TEXT
(begin)

# ZFS with only 2GB



## mefizto (Aug 30, 2013)

Greetings all,

I have acquired an older laptop (HP 2550se), with a maximum supported memory size of 2 GB.  The search, e.g. ZFS Tuning Guide, appears to suggest that no tuning is required for more than 2 GB; however, some people reported no problems with 2 GB.

What is the current status?  Will I have problems with ZFS and should, consequently, stay with UFS?

Kindest regards,

M


----------



## giahung (Aug 30, 2013)

I think you stay with UFS is better. I have 4 GB of RAM and am using PC-BSD 9.1 with Xfce and KDE desktop environment. The KDE System Monitor said that the system uses only 600 MB of RAM, but I see that it is really slow. So I switch to Xfce Task Manager, it said the whole system (with no other applications running) uses about 2700 MB of RAM! And if I am copying or moving files it eats about 3270 MB of RAM. I installed PC-BSD with default options.

Sorry about my English.


----------



## wblock@ (Aug 30, 2013)

Appearances can be misleading: Why does top show very little free memory even when I have very few programs running?


----------



## SirDice (Aug 30, 2013)

My old server only had 2 GB and it ran ZFS just fine. Stay away from stuff like dedup though. Normal usage and even some compression shouldn't be a problem.


----------



## jem (Aug 30, 2013)

My co-located server has been running just fine with ZFS and only 2 GB of RAM for over four years, without any tuning.  It has a single mirrored pool with about 20 datasets.


----------



## kpa (Aug 30, 2013)

Limit the ARC cache manually to something like 512-768 MB. Otherwise you'll run a risk of kernel memory exhaustion.


----------



## SirDice (Aug 30, 2013)

kpa said:
			
		

> Limit the ARC cache manually to something like 512MB-768MBs. Otherwise you'll run a risk of kernel memory exhaustion.

(end)

PROVIDED MATERIAL
(begin)

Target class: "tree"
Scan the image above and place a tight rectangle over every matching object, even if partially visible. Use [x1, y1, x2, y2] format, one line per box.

(end)

REQUIRED TASKS
1) Sum up the forum thread on running ZFS with 2 GB of memory in two sentences.
2) Write out everything in the ZFS thread from "## giahung (Aug" down to "about my English.", changing "RAM" to "memory" each time it appears.
3) Go on with the forum thread about running ZFS with 2 GB of memory from where it stops.

PER-TASK OUTPUTS
1) A user with an HP 2550se laptop that supports at most 2 GB of memory asks whether ZFS will cause problems or whether to stay with UFS. Replies are mixed: one poster favors UFS after seeing heavy memory use under PC-BSD, two report running ZFS fine on 2 GB servers (one warning against dedup), and another advises limiting the ARC cache to about 512-768 MB to avoid kernel memory exhaustion.

2)
## giahung (Aug 30, 2013)

I think you stay with UFS is better. I have 4 GB of memory and am using PC-BSD 9.1 with Xfce and KDE desktop environment. The KDE System Monitor said that the system uses only 600 MB of memory, but I see that it is really slow. So I switch to Xfce Task Manager, it said the whole system (with no other applications running) uses about 2700 MB of memory! And if I am copying or moving files it eats about 3270 MB of memory. I installed PC-BSD with default options.

Sorry about my English.

3)
I never tweaked anything to be honest. And I had been using tmpfs(5), building packages and running a large Java application at the same time. I never had any memory issues. Even it's swap barely got used. I did have some swap usage but that was caused by the Java application. If I didn't run that no swap would be used.


----------



## kpa (Aug 30, 2013)

I meant that you should leave enough memory for applications and other parts of the kernel. Depending on the use you could up the ARC cache as high as 1.5 GB roughly, for example if the server is a pure file server. The numbers I gave are safe and conservative ones for a machine that might be used as a desktop/laptop.

Autotuning may work or may not with 2 GB, the magic number seems to be around 4 GB of physical memory after which the autotuning usually does a good job of setting reasonable defaults.


----------



## mefizto (Aug 30, 2013)

Gentlemen,

Thank you for the replies. Based on them, I intend to use ZFS, my main motivation being snapshots, with no tuning, and ask for help if the kernel memory exhaustion problem appears.

Kindest regards,

M

P.S. How do I mark the thread "Solved"?

M


----------



## fonz (Sep 4, 2013)

mefizto said:
			
		

> P.S. How do I mark the thread "Solved"?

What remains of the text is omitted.